» **Exercise details**
Write out the material again exactly, please, and omit the pictures.

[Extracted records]
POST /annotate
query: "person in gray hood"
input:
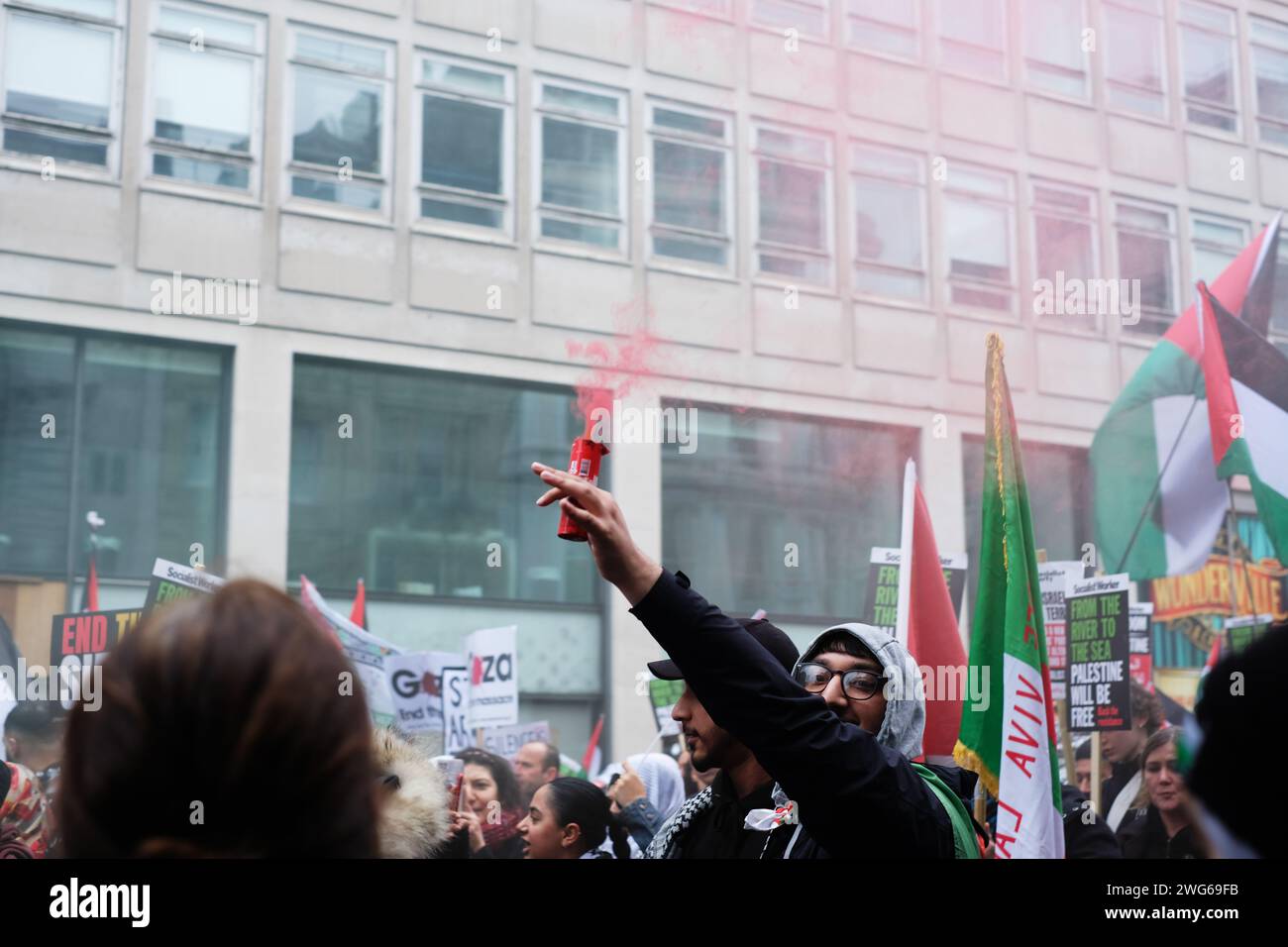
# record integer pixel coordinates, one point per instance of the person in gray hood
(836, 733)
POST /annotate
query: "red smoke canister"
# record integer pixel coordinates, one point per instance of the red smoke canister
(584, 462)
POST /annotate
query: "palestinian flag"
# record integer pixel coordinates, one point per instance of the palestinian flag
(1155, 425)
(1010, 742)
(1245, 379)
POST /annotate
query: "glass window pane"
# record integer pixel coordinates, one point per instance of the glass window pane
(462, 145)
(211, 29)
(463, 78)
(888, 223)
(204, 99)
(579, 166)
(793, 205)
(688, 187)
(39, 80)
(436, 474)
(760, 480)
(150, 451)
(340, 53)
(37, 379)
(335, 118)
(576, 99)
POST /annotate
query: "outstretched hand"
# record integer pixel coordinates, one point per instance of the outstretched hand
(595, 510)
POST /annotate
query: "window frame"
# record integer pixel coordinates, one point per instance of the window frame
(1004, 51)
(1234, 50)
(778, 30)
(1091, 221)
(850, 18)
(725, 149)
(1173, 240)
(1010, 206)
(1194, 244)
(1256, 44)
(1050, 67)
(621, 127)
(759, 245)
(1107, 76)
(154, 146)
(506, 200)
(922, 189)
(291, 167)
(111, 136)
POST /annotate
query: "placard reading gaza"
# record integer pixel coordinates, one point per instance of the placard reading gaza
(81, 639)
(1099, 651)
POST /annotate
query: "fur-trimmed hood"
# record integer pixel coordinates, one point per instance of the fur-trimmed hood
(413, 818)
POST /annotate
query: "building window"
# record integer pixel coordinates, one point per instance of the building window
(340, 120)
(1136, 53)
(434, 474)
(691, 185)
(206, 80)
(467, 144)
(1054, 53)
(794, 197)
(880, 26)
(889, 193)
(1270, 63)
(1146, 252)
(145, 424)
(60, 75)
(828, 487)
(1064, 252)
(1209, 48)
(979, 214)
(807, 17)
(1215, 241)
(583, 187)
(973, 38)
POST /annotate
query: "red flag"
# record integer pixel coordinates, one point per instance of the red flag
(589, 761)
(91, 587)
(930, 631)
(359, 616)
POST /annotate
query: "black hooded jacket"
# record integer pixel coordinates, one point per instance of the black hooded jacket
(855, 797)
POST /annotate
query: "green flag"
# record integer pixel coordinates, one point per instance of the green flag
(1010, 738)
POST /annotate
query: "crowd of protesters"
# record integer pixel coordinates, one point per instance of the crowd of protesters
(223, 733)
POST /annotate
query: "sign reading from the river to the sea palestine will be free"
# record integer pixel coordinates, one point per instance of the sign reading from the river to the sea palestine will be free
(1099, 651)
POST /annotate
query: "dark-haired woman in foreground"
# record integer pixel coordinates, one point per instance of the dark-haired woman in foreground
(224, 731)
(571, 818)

» **Output of the task**
POST /annotate
query: "person in gray hood"
input:
# record integer pixel coordinates, one point per instance of the person in gray hood
(836, 733)
POST /annotate
query: "red smoke canister"
# record integer pixel coordinates, one point per instance of the red smoke canister
(584, 462)
POST /annotate
query: "palestinian flag"
# record integer pixel coordinates, one point per instance of the palestinian flag
(1155, 425)
(1010, 742)
(1245, 379)
POST /annotate
query: "glass window pane"
# record integer pixel coordinates, one point per instance of the glass window pane
(462, 145)
(211, 29)
(463, 78)
(888, 223)
(204, 99)
(579, 166)
(793, 205)
(688, 187)
(39, 80)
(436, 474)
(760, 480)
(150, 451)
(340, 53)
(37, 379)
(335, 118)
(576, 99)
POST /annotate
query: "outstretched hand"
# record integer pixel coordinates, one point per instance of the outstretched hand
(595, 510)
POST /annotate
query: "window frame"
# record integer pixel coordinates, one point per instance of the window frame
(1004, 51)
(1234, 50)
(778, 30)
(1091, 221)
(850, 18)
(725, 149)
(1173, 240)
(1010, 206)
(1194, 244)
(1256, 44)
(1050, 67)
(621, 127)
(759, 245)
(1107, 76)
(154, 146)
(506, 200)
(922, 189)
(291, 167)
(111, 136)
POST /annotate
query: "placard reading gaza"
# record integer pixel coordinates, one point per instance of the placard reading gaza
(81, 639)
(1099, 651)
POST /annotate
query: "fur-trimmed hood"
# record integer pixel coordinates, one point per instance of the fur-trimmed hood
(413, 818)
POST /annotate
query: "building window"
# record integer pixel coordinates, one point per instance of the building window
(340, 120)
(1136, 53)
(434, 474)
(691, 185)
(206, 80)
(467, 144)
(1054, 53)
(794, 197)
(880, 26)
(889, 193)
(1270, 63)
(1146, 252)
(145, 424)
(60, 75)
(828, 487)
(1064, 252)
(1209, 48)
(979, 214)
(807, 17)
(1215, 241)
(583, 187)
(973, 38)
POST /annotate
query: "red flag"
# record integer pixel coordinates, one point per instance of the red flag
(589, 761)
(91, 587)
(930, 631)
(359, 616)
POST /annotate
query: "black hooded jacket"
# record integer pixel coordinates, one point per instance of the black hooded jacket
(855, 797)
POST /annotate
query: "green flag"
# record integer pixel coordinates, one point per instance of the green flag
(1010, 738)
POST /annotate
query: "crowd of protesters"
# record integer pixel coordinates, one point per instance of the crowd of protesters
(223, 733)
POST /annotate
query: "sign reading from the river to the sea palestine will be free"
# record integer pixel coordinates, one point per instance of the sign reading from the river to the sea palestine will be free
(1099, 651)
POST /annotate
query: "dark-haired woman in foreground"
# record integer pixel coordinates, one point per instance of the dark-haired woman in foreground
(224, 731)
(571, 818)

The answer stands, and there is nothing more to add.